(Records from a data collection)

▬▬▬▬▬▬

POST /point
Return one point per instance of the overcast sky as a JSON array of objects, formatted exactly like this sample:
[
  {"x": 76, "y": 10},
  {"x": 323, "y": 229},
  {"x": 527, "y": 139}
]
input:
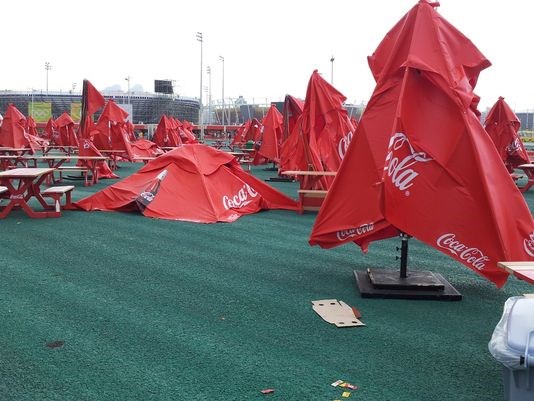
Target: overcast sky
[{"x": 270, "y": 47}]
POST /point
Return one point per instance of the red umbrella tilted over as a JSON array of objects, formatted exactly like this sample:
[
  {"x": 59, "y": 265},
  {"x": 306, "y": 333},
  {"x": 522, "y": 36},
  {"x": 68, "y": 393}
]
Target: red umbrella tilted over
[
  {"x": 191, "y": 183},
  {"x": 502, "y": 125},
  {"x": 420, "y": 161}
]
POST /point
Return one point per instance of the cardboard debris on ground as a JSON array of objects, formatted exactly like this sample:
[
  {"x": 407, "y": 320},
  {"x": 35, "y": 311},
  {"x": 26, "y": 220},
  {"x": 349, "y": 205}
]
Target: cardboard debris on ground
[{"x": 336, "y": 312}]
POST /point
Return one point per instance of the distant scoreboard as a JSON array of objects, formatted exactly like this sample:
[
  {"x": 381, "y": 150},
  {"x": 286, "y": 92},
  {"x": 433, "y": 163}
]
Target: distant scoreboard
[{"x": 163, "y": 86}]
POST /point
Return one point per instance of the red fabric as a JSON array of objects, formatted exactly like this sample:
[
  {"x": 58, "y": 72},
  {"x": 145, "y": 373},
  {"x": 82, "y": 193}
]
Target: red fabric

▬▬▬▬▬▬

_REQUIRED WORK:_
Your task is to find each line in the entries that contains the string "fabric" and copy it.

_TASK OUTPUT:_
Return one point per instance of the red fabric as a JSON array of objects, formatted exactly like this sample:
Target: red fabric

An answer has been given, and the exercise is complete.